● **Given text**
After completing the Google Analytics certificate course, I seized the opportunity to conduct a data analytics case study on open source contribution. Despite my background as a tech generalist, I had always been fascinated by the world of open-source contribution. In the past, I had hesitated to pursue it, I was basically making flimsy excuses for why I couldn't get started, majorly because I didn't know who to get started. However, this year I took the plunge and embarked on this journey. So far, it has been an enriching experience for me, as I have had the chance to work and communicate with people from diverse demographics.
In this article, I will be talking about how I conducted a data analytics case study on the open source demographics and the observations I made during the analysis.
The datasets
Obtaining the necessary datasets was a challenge, but after several hours of web scraping and research, I finally found the relevant data. For this case study, I will be using datasets obtained from open source surveys conducted by the following sources:
- Github
- The Linux foundation
Github dataset
In 2017, GitHub collected demographic data by inviting individuals who used open source repositories on their platform to participate in a survey through a dialog box. Furthermore, smaller groups from other open source communities were contacted through various methods, including mailing lists, to participate in the survey. The objective of collecting this data was to track the following:
- Behaviors and preferences around consumption and contribution to open source.
- Attitudes and practices around privacy in online spaces when participating in open source projects.
- Seeking and providing technical help.
- Negative experiences encountered in the open source community, and the resulting consequences.
- Employer policies regarding the use and contribution to open source.
- The demographics of open source participants and their background in technology
Linux foundation dataset
Hilary Carter, a researcher at the Linux Foundation, collected this dataset in 2021. The survey was designed to investigate diversity, equity, and inclusion (DEI) within open source communities. The aim was to gain a better understanding of the demographics of contributors and the dynamics of participation. The objective was to identify areas of improvement in open source communities specifically, in order to promote inclusive cultures in these environments. By identifying sentiments and gaps, this survey can help advance DEI efforts within open source communities
Technologies used
To clean and transform the data, I utilized Microsoft Excel. Additionally, I used Power BI for data visualization.
Insights
Despite the goal of open source communities to provide equal opportunities to all contributors, a notable gap exists across all demographics, particularly in terms of gender, sexual orientation, and race. This discrepancy begs the question of whether open source is genuinely open to all individuals, or if certain demographics face more significant obstacles or lack interest in contributing to open source projects.
Obstacles faced
According to the data, a majority of respondents, 74.63%, reported no difficulties participating in open source projects. However, it is crucial to further look into the percentage of those who reported facing challenges.

● **Dataset records**

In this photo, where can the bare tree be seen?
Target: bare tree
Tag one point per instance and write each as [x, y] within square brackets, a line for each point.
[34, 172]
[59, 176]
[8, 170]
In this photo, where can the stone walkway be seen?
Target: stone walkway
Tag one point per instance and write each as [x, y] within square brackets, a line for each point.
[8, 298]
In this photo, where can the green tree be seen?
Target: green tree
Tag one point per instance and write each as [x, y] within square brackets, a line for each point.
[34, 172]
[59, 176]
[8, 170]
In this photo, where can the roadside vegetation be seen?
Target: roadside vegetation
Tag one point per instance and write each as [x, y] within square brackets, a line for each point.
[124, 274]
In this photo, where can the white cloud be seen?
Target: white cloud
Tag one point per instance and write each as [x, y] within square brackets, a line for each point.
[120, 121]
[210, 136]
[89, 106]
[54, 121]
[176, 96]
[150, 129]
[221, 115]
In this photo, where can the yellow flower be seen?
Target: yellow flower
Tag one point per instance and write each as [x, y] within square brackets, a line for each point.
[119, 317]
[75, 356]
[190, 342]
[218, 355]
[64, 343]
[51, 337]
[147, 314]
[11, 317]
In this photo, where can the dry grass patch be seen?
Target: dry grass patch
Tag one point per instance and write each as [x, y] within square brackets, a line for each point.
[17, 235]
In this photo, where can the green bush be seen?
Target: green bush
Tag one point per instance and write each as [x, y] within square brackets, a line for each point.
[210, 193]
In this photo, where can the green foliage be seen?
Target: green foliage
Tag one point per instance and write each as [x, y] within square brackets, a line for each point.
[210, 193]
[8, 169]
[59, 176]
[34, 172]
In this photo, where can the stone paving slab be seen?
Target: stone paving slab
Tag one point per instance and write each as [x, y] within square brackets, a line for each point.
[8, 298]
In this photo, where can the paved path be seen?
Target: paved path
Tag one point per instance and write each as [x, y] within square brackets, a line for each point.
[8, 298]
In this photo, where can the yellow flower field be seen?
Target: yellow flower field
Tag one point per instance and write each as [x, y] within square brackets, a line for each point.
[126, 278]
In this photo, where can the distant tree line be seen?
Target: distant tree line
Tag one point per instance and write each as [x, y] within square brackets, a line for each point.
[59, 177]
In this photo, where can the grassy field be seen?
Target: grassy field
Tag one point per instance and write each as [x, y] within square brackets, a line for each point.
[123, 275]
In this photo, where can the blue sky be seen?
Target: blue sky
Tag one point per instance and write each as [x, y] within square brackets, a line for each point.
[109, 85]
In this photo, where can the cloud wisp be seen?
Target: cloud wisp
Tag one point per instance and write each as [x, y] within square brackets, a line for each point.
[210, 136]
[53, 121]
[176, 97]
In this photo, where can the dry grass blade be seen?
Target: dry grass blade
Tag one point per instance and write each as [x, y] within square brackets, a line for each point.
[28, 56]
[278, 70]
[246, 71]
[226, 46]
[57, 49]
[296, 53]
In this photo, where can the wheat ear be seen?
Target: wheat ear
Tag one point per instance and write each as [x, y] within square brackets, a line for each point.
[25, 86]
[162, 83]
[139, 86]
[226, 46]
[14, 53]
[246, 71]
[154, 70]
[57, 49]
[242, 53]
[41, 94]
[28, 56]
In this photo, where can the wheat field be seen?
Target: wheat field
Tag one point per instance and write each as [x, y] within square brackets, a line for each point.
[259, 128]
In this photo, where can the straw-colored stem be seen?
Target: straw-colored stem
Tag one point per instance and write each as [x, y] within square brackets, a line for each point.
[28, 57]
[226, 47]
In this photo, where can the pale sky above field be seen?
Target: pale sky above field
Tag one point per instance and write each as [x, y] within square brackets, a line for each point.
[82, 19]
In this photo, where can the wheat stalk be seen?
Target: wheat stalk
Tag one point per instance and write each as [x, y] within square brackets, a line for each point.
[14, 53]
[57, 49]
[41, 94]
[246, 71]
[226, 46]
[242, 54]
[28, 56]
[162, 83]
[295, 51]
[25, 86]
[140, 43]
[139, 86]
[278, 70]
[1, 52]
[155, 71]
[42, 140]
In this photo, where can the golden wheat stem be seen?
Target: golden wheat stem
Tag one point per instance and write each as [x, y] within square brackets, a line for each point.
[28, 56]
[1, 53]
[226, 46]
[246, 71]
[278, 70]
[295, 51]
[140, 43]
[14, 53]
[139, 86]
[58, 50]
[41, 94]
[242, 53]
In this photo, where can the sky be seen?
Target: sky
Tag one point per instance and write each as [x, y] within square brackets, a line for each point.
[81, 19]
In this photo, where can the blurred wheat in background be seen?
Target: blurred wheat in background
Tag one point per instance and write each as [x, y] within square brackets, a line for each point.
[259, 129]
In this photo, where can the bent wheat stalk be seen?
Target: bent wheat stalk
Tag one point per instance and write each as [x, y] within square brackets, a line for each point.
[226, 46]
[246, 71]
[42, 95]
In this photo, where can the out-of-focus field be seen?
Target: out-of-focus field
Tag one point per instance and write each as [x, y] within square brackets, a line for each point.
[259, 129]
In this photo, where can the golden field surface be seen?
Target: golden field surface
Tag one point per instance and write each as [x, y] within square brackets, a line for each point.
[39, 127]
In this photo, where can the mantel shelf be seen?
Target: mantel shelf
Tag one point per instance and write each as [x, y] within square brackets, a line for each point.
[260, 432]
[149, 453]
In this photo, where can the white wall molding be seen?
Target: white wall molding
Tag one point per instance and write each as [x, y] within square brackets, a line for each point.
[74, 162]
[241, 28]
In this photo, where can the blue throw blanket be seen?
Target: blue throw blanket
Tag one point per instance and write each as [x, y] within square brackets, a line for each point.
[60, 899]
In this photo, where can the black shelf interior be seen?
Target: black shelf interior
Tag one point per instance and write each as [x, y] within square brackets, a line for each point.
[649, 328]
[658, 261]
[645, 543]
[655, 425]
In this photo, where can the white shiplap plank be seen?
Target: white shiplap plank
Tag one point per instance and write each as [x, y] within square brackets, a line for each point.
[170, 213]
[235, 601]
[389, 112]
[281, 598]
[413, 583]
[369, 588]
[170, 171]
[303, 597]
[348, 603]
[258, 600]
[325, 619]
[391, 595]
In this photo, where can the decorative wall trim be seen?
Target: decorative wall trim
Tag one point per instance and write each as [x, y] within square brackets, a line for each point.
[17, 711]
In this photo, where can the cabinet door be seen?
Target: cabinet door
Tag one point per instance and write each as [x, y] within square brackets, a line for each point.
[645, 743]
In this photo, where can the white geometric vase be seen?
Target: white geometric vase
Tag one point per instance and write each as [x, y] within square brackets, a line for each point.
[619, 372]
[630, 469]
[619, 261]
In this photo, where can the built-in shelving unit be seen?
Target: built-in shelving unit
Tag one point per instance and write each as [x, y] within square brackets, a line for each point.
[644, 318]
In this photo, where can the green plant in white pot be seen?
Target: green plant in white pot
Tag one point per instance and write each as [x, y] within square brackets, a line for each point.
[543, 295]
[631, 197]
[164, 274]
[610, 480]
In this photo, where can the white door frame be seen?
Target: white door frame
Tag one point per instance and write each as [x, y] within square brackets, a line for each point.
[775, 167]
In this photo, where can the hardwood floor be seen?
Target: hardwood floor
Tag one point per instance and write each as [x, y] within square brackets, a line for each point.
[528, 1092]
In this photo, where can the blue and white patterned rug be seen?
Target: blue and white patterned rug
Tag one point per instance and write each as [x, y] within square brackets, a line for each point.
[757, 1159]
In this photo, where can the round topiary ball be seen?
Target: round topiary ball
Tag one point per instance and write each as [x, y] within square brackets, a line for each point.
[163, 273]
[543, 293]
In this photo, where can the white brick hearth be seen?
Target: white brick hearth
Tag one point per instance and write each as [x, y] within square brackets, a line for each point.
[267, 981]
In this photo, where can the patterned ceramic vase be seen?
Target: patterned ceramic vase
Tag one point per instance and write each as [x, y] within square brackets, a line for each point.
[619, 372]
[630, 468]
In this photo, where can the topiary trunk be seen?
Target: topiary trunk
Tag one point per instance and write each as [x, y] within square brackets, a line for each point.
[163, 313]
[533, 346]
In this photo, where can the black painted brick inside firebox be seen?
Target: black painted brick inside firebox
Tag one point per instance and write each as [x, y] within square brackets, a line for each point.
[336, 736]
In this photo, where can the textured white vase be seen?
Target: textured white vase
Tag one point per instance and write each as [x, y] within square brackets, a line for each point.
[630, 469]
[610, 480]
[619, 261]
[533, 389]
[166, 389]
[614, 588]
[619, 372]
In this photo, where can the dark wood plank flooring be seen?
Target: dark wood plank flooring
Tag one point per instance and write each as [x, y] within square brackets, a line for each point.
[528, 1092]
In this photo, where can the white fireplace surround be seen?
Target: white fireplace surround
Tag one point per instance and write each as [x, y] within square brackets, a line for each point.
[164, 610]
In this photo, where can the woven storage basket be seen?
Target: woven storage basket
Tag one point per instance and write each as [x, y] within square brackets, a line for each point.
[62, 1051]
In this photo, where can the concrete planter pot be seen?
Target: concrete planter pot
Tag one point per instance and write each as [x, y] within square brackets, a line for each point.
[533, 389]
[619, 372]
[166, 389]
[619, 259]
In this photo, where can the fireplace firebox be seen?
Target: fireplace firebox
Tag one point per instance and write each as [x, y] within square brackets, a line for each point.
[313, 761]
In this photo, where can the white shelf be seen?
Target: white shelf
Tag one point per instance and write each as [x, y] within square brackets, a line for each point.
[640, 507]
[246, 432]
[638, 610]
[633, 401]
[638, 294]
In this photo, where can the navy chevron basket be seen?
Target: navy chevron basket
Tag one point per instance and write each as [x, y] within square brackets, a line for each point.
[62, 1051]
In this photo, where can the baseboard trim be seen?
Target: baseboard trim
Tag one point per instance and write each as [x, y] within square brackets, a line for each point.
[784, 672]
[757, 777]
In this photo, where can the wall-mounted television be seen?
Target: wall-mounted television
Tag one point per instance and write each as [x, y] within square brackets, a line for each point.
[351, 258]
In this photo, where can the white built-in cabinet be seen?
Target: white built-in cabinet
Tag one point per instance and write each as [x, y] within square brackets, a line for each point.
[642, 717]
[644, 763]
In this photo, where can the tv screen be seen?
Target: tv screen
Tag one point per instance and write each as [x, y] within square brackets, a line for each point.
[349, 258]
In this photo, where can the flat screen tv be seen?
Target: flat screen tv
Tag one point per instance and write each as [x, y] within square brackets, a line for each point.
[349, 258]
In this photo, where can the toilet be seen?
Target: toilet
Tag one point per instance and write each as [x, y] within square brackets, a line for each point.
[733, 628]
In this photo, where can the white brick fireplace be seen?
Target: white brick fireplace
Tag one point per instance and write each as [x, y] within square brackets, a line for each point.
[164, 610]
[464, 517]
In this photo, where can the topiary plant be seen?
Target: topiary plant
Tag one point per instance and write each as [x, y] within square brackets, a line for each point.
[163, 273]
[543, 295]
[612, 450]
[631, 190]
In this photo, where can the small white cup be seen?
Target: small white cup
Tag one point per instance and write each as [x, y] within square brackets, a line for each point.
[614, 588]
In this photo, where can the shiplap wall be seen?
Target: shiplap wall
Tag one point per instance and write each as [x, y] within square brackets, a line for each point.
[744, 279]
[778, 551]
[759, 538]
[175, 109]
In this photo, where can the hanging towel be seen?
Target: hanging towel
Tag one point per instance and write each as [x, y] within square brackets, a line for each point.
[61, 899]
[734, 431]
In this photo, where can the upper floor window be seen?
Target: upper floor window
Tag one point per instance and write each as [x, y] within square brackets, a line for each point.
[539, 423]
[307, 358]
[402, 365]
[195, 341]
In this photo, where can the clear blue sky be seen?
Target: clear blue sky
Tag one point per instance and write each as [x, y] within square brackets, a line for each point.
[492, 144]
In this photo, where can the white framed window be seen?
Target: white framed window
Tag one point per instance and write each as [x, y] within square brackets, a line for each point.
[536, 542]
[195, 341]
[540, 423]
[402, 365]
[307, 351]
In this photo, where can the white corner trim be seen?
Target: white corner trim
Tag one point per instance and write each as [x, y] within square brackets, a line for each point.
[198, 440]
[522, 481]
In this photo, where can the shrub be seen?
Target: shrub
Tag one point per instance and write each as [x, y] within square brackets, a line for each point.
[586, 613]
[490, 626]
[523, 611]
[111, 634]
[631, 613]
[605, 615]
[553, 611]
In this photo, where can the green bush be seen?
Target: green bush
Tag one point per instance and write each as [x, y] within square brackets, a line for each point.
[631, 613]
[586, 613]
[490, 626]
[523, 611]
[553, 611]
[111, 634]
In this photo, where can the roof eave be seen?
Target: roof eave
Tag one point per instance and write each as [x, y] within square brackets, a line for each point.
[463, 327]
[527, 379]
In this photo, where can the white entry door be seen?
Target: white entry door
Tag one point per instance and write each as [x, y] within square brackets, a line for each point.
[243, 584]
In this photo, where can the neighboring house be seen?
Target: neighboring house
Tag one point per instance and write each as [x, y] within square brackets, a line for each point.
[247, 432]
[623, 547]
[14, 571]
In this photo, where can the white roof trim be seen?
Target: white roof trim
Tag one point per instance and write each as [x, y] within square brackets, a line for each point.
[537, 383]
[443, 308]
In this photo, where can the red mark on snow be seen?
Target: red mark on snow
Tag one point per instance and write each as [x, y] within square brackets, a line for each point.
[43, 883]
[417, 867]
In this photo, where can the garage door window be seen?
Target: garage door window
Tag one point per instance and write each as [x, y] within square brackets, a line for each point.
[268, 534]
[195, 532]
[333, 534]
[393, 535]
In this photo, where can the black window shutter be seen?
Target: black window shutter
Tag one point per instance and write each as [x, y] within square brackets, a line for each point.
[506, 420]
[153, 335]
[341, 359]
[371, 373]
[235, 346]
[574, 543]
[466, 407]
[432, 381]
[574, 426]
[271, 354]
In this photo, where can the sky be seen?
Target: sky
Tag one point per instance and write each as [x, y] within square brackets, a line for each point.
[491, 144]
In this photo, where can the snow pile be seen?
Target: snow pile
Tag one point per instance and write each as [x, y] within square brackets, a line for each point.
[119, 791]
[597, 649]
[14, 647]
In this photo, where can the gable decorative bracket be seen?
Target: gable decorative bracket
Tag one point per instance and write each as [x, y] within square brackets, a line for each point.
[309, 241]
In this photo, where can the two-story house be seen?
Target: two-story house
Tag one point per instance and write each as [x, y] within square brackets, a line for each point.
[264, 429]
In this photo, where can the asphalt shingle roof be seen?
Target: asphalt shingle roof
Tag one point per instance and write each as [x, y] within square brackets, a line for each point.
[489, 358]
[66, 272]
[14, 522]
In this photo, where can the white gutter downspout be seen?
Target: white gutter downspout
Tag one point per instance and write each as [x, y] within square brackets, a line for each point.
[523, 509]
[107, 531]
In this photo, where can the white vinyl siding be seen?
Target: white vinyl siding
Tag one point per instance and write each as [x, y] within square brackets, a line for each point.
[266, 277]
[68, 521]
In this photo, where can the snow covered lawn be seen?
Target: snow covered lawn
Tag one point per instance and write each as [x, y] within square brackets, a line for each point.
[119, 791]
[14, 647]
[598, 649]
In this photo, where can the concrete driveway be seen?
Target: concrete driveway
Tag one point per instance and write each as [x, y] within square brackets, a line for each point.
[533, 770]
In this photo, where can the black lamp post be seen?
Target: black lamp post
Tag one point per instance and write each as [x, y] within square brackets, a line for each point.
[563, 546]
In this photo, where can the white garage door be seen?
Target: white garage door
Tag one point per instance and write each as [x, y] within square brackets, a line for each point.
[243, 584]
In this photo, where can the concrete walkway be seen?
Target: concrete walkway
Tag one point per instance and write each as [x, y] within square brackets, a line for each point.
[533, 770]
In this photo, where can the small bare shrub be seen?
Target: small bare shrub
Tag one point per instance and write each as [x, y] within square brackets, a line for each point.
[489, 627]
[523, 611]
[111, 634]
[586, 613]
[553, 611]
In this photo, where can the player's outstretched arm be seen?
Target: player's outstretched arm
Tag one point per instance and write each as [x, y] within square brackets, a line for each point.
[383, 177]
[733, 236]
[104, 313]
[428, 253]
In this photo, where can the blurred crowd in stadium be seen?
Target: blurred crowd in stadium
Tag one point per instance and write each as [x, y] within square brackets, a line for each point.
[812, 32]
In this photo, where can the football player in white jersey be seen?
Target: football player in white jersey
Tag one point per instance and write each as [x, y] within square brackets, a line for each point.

● **Required actions**
A – Repeat the passage of the open source case study word for word, starting with "- The demographics" and going on through "for data visualization.".
B – Answer these questions using the open source case study.
(i) In what year did GitHub collect its demographic data?
(ii) Which tool was used for data visualization?
(iii) What percentage of respondents reported no difficulties participating in open source projects?
The data shown here come from a source separate from the open source case study.

● **Responses in order**
A –
- The demographics of open source participants and their background in technology
Linux foundation dataset
Hilary Carter, a researcher at the Linux Foundation, collected this dataset in 2021. The survey was designed to investigate diversity, equity, and inclusion (DEI) within open source communities. The aim was to gain a better understanding of the demographics of contributors and the dynamics of participation. The objective was to identify areas of improvement in open source communities specifically, in order to promote inclusive cultures in these environments. By identifying sentiments and gaps, this survey can help advance DEI efforts within open source communities
Technologies used
To clean and transform the data, I utilized Microsoft Excel. Additionally, I used Power BI for data visualization.

B –
(i) 2017
(ii) Power BI
(iii) 74.63%